=== DATA RECORDS ===

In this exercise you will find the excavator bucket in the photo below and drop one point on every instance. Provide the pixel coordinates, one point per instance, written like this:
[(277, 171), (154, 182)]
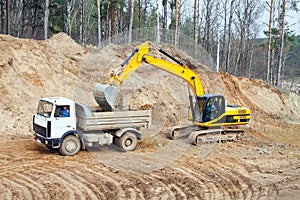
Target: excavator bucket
[(106, 95)]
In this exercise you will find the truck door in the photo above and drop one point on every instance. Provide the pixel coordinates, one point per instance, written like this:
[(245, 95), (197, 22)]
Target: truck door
[(62, 122)]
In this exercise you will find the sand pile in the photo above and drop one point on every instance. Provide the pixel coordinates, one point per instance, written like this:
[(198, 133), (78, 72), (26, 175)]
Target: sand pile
[(30, 69)]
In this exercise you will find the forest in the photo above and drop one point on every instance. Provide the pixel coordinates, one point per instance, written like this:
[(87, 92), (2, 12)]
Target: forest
[(251, 38)]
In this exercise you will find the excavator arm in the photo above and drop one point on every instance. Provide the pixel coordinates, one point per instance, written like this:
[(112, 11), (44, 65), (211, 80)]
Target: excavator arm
[(141, 55), (207, 110)]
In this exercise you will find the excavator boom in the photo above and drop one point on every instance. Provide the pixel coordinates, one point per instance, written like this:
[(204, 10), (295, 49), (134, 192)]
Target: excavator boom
[(208, 110)]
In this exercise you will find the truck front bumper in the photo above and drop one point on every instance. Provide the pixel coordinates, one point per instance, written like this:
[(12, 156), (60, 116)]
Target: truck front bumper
[(52, 142)]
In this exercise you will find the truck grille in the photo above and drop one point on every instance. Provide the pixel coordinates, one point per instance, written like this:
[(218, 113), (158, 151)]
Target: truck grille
[(45, 132), (39, 130)]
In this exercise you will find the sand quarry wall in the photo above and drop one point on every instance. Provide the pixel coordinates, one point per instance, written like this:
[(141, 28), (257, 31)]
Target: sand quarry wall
[(31, 69)]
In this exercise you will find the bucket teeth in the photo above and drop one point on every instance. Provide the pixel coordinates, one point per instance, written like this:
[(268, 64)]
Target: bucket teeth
[(106, 96)]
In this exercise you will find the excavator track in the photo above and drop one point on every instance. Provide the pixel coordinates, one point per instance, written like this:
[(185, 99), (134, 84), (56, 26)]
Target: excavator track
[(214, 135)]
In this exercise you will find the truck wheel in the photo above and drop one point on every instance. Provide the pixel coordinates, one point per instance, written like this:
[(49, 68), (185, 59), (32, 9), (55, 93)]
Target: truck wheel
[(127, 142), (70, 146), (51, 148)]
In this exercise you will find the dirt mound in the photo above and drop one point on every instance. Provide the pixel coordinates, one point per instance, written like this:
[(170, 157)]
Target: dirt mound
[(263, 166), (30, 69)]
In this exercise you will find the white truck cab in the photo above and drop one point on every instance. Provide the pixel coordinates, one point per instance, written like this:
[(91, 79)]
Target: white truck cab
[(62, 124)]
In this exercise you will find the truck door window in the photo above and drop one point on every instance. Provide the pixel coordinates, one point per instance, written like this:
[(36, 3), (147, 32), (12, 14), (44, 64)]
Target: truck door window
[(44, 108), (62, 111)]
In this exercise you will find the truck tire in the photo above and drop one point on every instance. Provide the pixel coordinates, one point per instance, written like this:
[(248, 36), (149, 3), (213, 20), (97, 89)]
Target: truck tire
[(70, 146), (127, 142), (51, 148)]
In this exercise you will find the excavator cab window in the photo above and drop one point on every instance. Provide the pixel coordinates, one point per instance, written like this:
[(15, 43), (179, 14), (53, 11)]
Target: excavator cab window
[(198, 109), (214, 108)]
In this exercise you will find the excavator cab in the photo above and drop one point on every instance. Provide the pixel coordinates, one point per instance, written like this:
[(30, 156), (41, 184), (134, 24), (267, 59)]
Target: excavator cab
[(209, 108)]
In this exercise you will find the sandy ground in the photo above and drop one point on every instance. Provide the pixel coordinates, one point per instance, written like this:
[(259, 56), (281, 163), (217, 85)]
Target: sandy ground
[(263, 164)]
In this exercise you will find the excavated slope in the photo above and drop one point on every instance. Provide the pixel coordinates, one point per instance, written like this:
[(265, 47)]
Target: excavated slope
[(264, 165)]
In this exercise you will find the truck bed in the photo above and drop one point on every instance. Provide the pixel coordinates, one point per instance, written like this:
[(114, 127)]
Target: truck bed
[(94, 121)]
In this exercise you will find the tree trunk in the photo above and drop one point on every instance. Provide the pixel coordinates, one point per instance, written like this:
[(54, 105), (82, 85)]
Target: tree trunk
[(3, 17), (131, 9), (281, 47), (46, 17), (229, 37), (196, 4), (140, 17), (8, 17), (165, 19), (176, 22), (269, 39), (82, 22), (99, 21), (157, 23)]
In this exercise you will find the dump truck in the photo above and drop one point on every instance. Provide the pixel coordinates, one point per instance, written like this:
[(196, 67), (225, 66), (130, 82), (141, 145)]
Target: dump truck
[(64, 125), (208, 111)]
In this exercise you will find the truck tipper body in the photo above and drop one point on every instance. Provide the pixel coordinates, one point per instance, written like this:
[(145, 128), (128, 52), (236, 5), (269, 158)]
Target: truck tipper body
[(68, 126)]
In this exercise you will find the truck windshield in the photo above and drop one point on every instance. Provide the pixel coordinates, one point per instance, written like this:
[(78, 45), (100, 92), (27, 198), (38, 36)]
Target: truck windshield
[(44, 108)]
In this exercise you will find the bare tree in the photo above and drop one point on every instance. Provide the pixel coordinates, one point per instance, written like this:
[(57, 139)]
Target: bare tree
[(131, 9), (46, 17), (281, 46), (176, 22), (3, 17), (229, 36), (196, 5), (270, 5), (99, 21)]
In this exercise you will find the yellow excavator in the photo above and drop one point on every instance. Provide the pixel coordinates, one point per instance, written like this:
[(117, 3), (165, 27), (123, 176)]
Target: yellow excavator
[(209, 113)]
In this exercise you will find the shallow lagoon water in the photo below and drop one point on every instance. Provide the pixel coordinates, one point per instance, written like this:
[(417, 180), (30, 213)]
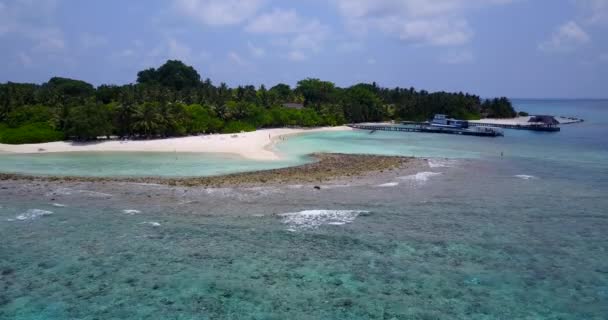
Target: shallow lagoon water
[(474, 240)]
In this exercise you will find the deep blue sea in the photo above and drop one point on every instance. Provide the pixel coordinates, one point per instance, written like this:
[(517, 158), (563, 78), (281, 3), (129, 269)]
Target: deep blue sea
[(476, 235)]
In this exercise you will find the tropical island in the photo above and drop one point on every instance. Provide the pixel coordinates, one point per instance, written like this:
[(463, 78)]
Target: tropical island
[(173, 101)]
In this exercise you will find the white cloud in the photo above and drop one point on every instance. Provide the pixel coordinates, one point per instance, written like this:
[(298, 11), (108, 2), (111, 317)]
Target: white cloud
[(299, 35), (88, 40), (296, 55), (594, 12), (219, 12), (24, 59), (457, 57), (257, 52), (567, 37), (236, 58), (177, 50), (439, 22)]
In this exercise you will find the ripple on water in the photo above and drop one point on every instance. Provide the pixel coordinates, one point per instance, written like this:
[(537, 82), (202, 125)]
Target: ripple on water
[(312, 219)]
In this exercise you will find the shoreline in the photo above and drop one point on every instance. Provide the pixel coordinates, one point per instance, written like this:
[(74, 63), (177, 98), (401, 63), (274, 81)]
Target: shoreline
[(255, 145), (328, 167)]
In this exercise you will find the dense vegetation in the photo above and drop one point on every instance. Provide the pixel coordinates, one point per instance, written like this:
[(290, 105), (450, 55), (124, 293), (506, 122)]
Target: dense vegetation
[(173, 101)]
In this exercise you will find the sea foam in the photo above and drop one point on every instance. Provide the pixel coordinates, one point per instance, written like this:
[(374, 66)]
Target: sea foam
[(386, 185), (525, 177), (421, 176), (151, 223), (442, 163), (312, 219), (32, 214)]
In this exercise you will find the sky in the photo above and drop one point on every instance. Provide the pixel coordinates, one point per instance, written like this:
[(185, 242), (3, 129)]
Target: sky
[(514, 48)]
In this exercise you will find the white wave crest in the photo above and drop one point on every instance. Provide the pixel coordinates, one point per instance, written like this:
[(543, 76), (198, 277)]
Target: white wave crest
[(442, 163), (312, 219), (151, 223), (525, 177), (32, 214), (421, 176), (387, 185)]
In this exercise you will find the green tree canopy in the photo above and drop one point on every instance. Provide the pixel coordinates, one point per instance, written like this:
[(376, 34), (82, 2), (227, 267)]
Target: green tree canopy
[(173, 74)]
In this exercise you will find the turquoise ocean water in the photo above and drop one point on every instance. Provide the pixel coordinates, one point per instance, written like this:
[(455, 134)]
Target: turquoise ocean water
[(477, 236)]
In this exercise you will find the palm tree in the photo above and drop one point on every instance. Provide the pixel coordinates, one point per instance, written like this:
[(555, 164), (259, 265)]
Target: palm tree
[(148, 120)]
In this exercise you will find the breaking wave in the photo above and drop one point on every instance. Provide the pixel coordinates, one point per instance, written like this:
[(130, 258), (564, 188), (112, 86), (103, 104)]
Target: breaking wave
[(390, 184), (442, 163), (33, 214), (421, 176), (525, 177), (312, 219), (152, 223)]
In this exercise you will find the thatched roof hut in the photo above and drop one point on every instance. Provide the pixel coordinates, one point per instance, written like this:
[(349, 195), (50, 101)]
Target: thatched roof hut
[(546, 120)]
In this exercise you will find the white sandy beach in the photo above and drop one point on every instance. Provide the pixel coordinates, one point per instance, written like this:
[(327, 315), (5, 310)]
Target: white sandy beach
[(256, 145)]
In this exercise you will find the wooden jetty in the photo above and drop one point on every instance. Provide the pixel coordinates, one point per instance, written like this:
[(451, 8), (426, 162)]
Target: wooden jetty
[(532, 127), (426, 129)]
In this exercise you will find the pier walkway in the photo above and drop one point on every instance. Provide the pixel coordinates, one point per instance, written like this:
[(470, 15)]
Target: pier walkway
[(532, 127), (427, 129)]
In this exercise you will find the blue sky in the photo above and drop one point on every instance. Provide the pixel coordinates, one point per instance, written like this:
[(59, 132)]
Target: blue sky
[(517, 48)]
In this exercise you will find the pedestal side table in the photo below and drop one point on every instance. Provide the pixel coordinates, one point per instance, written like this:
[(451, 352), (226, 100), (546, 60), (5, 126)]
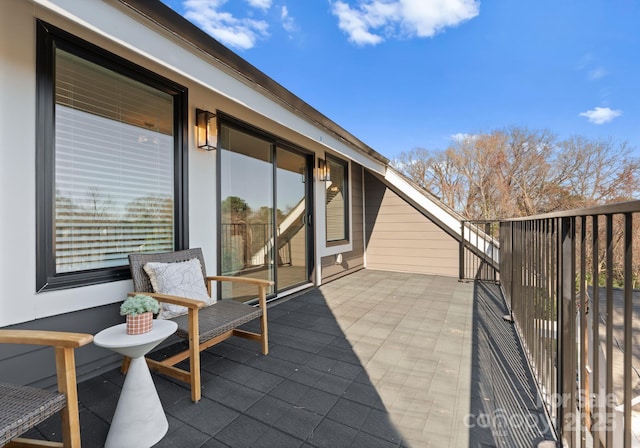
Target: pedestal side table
[(139, 420)]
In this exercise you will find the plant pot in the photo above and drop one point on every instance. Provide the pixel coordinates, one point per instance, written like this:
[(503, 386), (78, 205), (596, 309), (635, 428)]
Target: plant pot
[(140, 323)]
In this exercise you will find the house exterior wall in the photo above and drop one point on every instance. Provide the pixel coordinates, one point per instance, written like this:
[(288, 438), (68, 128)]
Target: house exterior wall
[(400, 238), (353, 259), (211, 85)]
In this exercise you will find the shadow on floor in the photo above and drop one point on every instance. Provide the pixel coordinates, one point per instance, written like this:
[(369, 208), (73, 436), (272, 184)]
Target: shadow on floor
[(310, 391)]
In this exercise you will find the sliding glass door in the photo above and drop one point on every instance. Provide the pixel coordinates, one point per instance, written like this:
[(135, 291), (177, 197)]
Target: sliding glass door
[(264, 217), (292, 219)]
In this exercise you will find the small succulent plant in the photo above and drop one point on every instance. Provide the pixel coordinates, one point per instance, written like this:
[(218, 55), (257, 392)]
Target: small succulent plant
[(139, 304)]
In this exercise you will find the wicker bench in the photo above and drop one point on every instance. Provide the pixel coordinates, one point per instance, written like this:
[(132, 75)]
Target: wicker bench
[(203, 326), (23, 407)]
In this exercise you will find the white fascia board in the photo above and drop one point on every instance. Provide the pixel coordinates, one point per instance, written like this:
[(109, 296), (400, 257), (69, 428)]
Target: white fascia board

===

## [WORK TASK]
Would you write out exactly the lines above, starting at the line containing "Target: thatched roof hut" and stopping after the line containing "In this exercise you will find the plant"? Omit the pictures.

## [RESULT]
Target: thatched roof hut
[(546, 120)]
In this exercise you will find the white sandy beach in the photo above and drop one point on every instance. Provide the pixel coordinates, one point per instance, written like this:
[(327, 315), (5, 310)]
Target: white sandy beach
[(256, 145)]
In this exercise you will find the wooden jetty in the photo above and drop one point on every instance. Provide the pixel coordinates, one point per instance, written like this:
[(451, 8), (426, 162)]
Target: wooden jetty
[(532, 127), (426, 129)]
In this exercise you will find the pier walkway in the photo above and drop one point on every instance. Provide the pixel coordinates, one point per instance, written like this:
[(470, 15)]
Target: pier walkway
[(532, 127), (427, 129)]
In this exercise you will find the blue sky in the photo above and drop one point on every instance. Provide the pixel coordinates, one point per instance, written like this:
[(59, 132)]
Target: blue sky
[(517, 48)]
In this exercise you will find the pedestal side table in the photo below and drop one point on every instance. Provide the pixel coordinates, one point per instance, written like this:
[(451, 352), (226, 100), (546, 60), (5, 126)]
Target: pedestal side table
[(139, 420)]
In this exercise you will find the plant pot in the photo above and drop one point on every instance. Provide the pixel coordinates, one point per instance, written like this:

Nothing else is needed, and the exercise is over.